§ SOAL SINGKAT 1: Hitung berapa baris di bawah ini yang memuat kata "stick", dengan huruf besar dan kecil dibedakan. Tulis angkanya saja.

§ KUTIPAN SUMBER:
━━━━━━━━━━━━━━━━
Jumat, 22 Januari 2016

PERKEMBANGAN PEMIKIRAN PENDIDIKAN ISLAM DI INDONESIA SEBELUM SKB 3 MENTERI DILUNCURKAN SEBAGAI PENGARUH ATAS PERGOLAKAN PEMIKIRAN DALAM BIDANG GNOSISME



 " Mustafa Kamal Nasution"

Pendahuluan
Gnosisme adalah aliran mistisisme dalam Islam, secara umum mistisisme dalam Islam dibagi menjadi dua aliran yaitu tasawuf sunni (tasawuf dualistik) dan tasawuf falsafi (tasawuf monistik). Tasawuf sunni dibagi dua yaitu tasawuf akhlaki dan tasawuf amali, disebut dengan tarekat sedangkan tasawuf falsafi berupaya memadukan visi mistik dan visi rasional.[1]
Itulah Gnosis (misteri pengetahuan kerohanian) sufi. Pengetahuan itu mengembangkan suatu ajaran husus tentang hubungan syariah dan pa yang disebut hakikat (kebenaran batin). Banyak kaum sufi berpendapat, bahwa pencari yang sampai pada kebenaran mistik, berada diluar syariah hukum keagamaan  yang tidak lagi diperlukan, yang dimaksudkannya hanya untuk orang banyak dan mereka yang baru masuk Islam. Bahkan bagi mereka yang berpegang pada pandangan yang kurang ekstrim, hanya melihat segi yang positif dalam agama itu, yaitu suatu pendidikan, tangga yang dipakai dan kemudian dibuang. Bahkan sebagian lagi berpendirian bahwa hukum tidak dapat dipergunakan pada berbagai hal.[2]
Pembahasan
Dalam catatan sejarah Islam masuk ke Indonesia melalui beberapa jalur dan berbagai metode penyebaran, seperti melalui perdagangan, pernikahan dan di tempuh dengan jalan damai, Islam di Indonesia berkembang menjadi daerah-daerah kekuasaan atau kerajaan-kerajaan seperti Aceh, Banten, yang dimotori oleh para wali yang umum di kenal adalah wali songo.
Kolonialisme penjajah yang begitu kuat, bala tentara yang handal serta persenjataan yang kuat ditammbah strategi-strategi adu domba cukup handal membuat bangsa semakin carut-marut.
━━━━━━━━━━━━━━━━
§ Butir Data:
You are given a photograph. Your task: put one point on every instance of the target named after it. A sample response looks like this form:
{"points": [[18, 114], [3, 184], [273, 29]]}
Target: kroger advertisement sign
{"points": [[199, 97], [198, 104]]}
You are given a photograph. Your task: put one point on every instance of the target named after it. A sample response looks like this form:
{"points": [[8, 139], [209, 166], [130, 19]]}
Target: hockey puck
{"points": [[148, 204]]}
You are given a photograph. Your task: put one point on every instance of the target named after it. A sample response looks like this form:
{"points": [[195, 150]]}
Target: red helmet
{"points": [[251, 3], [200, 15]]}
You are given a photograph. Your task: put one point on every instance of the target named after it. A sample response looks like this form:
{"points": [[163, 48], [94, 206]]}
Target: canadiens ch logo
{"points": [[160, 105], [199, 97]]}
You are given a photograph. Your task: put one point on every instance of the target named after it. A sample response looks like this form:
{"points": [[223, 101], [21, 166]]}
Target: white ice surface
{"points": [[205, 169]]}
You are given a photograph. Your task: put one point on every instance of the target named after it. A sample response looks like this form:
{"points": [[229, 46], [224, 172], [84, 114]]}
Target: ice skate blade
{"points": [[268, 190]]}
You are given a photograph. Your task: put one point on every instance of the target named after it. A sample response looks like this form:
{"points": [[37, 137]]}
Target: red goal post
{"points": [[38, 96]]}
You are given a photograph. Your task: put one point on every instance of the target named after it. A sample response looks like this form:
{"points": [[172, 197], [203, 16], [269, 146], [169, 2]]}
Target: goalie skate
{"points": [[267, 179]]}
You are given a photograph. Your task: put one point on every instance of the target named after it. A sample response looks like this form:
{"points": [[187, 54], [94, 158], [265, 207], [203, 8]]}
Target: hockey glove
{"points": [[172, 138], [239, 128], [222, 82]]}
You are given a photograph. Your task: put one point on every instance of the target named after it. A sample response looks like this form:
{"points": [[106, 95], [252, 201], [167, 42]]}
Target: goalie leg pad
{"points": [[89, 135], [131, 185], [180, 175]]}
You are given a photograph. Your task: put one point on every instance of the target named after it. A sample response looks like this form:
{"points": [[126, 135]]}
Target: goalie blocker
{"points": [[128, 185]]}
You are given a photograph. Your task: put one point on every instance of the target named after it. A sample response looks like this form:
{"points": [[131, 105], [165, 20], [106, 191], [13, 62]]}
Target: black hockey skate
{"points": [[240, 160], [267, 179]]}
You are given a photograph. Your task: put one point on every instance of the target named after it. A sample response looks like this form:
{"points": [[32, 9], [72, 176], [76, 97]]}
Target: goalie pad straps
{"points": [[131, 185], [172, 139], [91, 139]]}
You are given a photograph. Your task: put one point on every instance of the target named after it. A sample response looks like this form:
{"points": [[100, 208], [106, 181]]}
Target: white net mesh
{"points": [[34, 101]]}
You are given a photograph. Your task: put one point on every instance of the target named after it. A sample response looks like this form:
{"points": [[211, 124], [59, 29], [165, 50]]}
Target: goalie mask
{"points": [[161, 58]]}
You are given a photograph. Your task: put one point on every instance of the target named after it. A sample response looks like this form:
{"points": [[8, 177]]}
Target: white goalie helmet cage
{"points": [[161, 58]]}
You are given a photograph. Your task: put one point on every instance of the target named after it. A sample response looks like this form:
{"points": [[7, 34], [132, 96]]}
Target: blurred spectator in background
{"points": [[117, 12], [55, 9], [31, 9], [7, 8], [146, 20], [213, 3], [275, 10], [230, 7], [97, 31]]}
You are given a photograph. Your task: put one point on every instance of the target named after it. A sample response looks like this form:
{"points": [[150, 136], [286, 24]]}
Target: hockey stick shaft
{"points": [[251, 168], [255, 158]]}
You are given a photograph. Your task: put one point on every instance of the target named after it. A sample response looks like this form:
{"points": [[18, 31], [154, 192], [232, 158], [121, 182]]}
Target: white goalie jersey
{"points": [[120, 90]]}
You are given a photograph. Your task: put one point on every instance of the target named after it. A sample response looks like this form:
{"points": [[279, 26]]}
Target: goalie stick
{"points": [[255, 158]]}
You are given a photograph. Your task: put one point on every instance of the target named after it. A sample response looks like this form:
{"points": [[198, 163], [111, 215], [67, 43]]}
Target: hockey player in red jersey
━━━━━━━━━━━━━━━━
§ SOAL SINGKAT 2: Menurut kutipan tentang pendidikan Islam di Indonesia di atas, apa yang membuat bangsa semakin carut-marut? Jawab dalam satu sampai tiga kalimat.

§ JAWABAN TERTULIS 1: 2

§ JAWABAN TERTULIS 2: Yang membuat bangsa semakin carut-marut adalah kolonialisme penjajah yang begitu kuat. Penjajah punya bala tentara yang handal dan persenjataan yang kuat, ditambah strategi adu domba yang cukup handal.